Chi soffre in silenzio: anche se è facile capire dove andrà a parare la storia e non c’è molta sorpresa, il punto di forza del racconto sono le immagini che evoca. Le descrizioni sono ben fatte e voglio sottolineare in particolar modo l’inizio, nel capanno con i trofei (semina di cosa vedremo più avanti), ma soprattutto il finale, in cui l’autore dà una prova di perturbante più che riuscita (l’ora con i feti che pendono è un’immagine fortissima e disgustosa, straziante). Non mi è chiarissima la parte finale del rito, dalla parte in cui seppellisce il teschio con il “simbolo della vita” (che simbolo è? A me viene in mente l’ankh egizio ma non so quanto lo connetterei a un rito legato ai boschi). Lì il protagonista stava portando avanti il rito iniziale? O aveva già cambiato idea, avendo capito chi fosse davvero lo spirito, e stava compiendo un gesto per “liberarli”? nonostante i passi non chiari è un racconto solido che regala un bel messaggio e qualche brivido qua e là.
Krampuslauf: uno dei punti di forza di questo racconto è l’ottima prosa dell’autore, che non credo sia una penna alle prime armi, per stile e gestione del ritmo. La scrittura qui sa evocare immagini vivide ma anche sporche, legandosi a tradizione folkloristiche che l’autore sembra conoscere bene. Nel racconto emerge il passaggio all’età adulta e la fatica di mantenersi sulla china tra bestia e uomo. Il protagonista si sente grande all’idea di fare sesso son Sonia, ma, nel suo esprimerlo in modo violento, resta piccolo. L’espressione del rapporto consensuale, alla fine, potrebbe invece essere il vero segno del raggiungimento dell’età adulta. È un racconto che osa, dal punto di vista morale, ma questo solleva un problema legato all’empatia. Arriviamo all’ultima scena in odore di violenza carnale, il che fa perdere l’empatia verso il protagonista. Per recuperarla, non credo basti un “pentimento” all’ultimo secondo. Non ci godiamo davvero la parte di “amore”, che non riesce a ripulire il “terrore” provato prima. Forse avrei lavorato di più per equilibrare queste due parti. Una soluzione poteva essere giocare di più sull’ambiguità, mostrare meglio come questa notte dove tutto è permesso inneschi un gioco tra maschi e femmine, che “inscenano” rapimenti per infrattarsi nei boschi. Il finale è un po’ affrettato e sembra quasi voler rassicurare il lettore, che però fino a un secondo prima stava praticamente leggendo un racconto horror. Faccio comunque i complimenti all’autore per essersi spinto in un sentiero a dir poco spinoso. Credo che, rimaneggiato e allungato dei caratteri necessari, farebbe un’ottima figura in un’antologia.

- **Istruzioni dell'esercizio**: Per favore, indica in quale tipo di pubblicazione, secondo il testo fornito, il racconto "Krampuslauf" farebbe un'ottima figura se rimaneggiato e allungato.

- **Voci fornite**:
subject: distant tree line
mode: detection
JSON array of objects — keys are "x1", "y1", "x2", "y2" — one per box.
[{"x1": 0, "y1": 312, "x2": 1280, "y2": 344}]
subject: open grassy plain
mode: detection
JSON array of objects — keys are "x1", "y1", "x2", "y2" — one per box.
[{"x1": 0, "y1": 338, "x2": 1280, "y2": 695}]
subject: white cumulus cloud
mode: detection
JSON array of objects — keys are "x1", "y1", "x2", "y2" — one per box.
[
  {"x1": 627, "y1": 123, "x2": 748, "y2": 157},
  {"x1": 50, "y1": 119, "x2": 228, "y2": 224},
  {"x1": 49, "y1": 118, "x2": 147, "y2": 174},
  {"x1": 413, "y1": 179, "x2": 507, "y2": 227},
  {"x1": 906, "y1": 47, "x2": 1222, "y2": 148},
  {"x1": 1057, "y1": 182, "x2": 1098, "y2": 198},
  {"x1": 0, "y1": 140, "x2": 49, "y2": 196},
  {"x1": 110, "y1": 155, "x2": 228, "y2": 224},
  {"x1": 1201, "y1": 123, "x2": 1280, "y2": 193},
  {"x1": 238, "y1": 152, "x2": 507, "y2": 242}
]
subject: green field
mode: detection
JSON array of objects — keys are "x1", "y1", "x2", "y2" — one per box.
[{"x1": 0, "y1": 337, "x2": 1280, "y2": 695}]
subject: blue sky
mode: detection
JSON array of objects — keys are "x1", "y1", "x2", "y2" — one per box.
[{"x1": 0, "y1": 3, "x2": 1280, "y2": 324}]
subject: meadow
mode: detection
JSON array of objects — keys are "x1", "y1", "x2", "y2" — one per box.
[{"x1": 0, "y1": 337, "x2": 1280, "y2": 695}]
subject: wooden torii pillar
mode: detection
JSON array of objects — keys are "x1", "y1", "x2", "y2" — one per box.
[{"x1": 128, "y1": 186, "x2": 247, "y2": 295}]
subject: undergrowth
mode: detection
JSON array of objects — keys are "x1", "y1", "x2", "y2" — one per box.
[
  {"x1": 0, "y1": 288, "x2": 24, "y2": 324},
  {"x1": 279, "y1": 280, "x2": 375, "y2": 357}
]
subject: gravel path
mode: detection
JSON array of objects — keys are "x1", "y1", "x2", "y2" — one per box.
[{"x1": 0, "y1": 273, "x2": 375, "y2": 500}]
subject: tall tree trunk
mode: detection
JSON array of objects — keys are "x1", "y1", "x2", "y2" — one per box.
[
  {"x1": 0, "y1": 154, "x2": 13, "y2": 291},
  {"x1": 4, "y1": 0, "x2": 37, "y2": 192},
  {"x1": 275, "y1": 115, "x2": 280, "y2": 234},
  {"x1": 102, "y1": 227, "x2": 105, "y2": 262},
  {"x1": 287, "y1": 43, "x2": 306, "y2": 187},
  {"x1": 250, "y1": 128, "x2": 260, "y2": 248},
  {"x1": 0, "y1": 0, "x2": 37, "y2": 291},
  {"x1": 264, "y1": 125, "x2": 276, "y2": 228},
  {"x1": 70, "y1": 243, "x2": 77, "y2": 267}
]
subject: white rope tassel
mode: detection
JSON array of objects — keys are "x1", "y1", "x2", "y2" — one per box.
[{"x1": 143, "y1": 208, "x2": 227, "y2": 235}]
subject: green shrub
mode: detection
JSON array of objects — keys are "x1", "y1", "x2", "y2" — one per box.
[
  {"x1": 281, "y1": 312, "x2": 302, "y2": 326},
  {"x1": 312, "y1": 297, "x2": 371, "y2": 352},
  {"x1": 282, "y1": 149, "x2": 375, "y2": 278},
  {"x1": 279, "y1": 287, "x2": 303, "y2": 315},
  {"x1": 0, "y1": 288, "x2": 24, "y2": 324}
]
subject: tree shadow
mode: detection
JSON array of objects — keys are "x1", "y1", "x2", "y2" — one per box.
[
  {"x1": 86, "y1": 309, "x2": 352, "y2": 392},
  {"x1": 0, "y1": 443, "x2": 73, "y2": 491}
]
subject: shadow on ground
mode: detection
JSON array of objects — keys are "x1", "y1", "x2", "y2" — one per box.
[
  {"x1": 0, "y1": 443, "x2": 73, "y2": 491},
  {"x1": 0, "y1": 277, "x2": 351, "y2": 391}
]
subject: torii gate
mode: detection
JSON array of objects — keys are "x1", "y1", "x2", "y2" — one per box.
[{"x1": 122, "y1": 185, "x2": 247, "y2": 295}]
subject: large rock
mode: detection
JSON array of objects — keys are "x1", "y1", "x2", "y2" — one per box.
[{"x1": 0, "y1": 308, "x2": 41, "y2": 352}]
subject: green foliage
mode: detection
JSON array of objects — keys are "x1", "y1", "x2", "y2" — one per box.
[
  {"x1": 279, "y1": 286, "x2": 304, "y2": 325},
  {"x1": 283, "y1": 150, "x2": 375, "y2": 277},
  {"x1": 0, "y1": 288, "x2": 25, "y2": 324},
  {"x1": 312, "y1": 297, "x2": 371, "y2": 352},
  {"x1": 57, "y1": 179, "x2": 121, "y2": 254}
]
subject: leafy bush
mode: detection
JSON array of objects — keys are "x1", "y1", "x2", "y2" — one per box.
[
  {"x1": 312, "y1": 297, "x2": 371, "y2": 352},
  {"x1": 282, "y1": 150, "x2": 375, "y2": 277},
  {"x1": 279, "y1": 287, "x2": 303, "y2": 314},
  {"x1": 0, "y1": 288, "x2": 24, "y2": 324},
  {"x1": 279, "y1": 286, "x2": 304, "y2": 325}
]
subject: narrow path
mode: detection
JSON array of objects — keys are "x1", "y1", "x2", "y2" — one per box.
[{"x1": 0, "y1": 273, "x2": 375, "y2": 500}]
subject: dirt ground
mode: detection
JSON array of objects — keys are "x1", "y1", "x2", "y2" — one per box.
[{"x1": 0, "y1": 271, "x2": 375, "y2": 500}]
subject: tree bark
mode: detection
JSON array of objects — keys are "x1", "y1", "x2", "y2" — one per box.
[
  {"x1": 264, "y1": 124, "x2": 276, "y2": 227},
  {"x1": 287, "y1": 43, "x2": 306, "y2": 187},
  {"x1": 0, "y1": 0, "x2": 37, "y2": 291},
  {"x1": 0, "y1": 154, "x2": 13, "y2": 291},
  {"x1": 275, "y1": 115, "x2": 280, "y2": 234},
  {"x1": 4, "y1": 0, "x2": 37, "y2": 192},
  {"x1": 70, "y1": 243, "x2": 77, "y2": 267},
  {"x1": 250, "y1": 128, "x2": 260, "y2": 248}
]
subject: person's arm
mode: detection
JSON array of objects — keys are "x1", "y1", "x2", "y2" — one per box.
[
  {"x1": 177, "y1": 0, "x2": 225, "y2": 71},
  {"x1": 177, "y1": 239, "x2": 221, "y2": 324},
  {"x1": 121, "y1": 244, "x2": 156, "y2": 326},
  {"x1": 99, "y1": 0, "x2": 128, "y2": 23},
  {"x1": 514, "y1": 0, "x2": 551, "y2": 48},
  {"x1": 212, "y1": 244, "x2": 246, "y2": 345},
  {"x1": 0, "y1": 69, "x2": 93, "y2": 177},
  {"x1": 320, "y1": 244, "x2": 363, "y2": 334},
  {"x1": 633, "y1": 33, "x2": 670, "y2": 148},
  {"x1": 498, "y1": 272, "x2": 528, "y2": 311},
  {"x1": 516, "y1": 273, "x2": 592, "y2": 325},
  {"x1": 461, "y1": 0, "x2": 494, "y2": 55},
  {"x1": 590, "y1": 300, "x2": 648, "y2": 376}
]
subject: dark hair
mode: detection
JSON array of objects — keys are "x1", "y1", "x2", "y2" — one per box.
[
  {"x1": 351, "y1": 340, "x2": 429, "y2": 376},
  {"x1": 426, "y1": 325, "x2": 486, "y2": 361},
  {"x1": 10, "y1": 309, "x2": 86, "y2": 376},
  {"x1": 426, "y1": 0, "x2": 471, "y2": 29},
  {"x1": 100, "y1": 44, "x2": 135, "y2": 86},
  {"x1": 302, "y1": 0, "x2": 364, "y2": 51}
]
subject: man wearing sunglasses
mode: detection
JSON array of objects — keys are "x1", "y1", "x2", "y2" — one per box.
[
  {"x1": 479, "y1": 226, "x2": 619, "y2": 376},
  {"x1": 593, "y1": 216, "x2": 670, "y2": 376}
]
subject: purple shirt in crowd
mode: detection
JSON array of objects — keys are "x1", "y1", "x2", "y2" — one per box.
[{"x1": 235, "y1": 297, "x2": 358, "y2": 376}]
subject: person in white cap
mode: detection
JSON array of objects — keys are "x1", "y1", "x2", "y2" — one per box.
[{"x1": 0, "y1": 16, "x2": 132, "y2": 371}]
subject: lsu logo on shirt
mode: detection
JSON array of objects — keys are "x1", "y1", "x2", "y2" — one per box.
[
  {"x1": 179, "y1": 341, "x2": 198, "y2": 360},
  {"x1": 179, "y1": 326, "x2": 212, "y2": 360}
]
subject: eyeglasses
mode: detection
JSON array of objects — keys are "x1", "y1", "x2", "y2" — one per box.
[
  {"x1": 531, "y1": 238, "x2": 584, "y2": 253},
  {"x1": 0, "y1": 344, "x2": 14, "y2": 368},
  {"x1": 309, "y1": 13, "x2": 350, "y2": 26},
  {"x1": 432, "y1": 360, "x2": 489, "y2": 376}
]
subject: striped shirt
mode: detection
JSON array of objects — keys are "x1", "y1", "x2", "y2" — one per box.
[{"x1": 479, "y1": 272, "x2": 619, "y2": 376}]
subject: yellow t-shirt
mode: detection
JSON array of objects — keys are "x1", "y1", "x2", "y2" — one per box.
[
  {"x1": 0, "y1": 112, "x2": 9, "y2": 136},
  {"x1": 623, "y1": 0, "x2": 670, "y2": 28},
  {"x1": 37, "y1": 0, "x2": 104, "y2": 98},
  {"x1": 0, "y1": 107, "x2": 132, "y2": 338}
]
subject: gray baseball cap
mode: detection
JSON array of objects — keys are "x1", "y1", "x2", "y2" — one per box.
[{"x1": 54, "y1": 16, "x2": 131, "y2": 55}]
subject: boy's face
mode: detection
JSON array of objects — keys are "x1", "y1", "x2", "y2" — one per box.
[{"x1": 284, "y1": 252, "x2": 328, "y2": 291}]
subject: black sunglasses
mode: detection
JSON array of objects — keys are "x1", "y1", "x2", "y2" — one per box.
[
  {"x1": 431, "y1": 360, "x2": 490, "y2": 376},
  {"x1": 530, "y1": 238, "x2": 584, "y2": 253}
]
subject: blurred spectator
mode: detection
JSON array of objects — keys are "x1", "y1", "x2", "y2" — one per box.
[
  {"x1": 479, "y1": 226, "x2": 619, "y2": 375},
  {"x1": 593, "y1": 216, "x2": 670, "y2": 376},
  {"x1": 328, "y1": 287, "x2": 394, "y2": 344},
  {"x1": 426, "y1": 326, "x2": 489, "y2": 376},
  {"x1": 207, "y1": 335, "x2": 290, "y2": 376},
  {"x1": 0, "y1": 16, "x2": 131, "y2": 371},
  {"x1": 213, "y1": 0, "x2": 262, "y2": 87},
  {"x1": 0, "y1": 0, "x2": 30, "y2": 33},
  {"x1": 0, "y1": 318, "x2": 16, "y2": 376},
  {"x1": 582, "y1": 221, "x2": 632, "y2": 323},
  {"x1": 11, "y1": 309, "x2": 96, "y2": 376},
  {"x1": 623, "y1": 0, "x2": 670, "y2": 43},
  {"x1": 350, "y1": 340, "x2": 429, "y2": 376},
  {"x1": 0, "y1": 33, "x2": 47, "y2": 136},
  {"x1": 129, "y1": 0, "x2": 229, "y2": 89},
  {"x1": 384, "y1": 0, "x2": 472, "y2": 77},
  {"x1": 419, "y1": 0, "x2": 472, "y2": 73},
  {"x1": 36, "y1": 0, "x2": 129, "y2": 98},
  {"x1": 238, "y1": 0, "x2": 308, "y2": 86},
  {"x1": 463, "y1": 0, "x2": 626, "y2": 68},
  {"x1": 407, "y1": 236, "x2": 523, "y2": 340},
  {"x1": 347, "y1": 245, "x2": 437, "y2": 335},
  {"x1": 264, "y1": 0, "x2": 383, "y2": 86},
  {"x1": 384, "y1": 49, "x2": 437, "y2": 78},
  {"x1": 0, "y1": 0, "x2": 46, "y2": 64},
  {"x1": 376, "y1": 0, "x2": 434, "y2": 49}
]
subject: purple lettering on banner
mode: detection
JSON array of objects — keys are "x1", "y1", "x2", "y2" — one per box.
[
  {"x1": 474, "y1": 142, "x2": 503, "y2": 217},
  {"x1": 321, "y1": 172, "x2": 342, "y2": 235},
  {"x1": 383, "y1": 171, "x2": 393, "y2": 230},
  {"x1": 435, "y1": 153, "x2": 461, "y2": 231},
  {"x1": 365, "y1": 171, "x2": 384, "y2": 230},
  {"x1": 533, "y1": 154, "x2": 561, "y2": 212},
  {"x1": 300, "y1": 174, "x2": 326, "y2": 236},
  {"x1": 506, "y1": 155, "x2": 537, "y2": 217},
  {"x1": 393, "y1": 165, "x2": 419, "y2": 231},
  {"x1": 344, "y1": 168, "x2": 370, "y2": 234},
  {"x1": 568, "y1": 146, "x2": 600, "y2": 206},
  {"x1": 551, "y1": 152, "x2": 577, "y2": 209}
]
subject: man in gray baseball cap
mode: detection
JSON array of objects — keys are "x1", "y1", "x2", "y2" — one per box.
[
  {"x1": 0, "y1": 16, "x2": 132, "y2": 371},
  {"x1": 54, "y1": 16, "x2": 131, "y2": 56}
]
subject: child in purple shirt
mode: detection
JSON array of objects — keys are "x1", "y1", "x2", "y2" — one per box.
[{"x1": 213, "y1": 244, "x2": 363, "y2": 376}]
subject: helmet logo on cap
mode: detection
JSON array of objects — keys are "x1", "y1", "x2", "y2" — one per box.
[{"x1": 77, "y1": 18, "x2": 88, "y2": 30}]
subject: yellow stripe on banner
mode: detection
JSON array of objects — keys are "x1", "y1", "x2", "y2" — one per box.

- **Risposta scritta**: In un'antologia.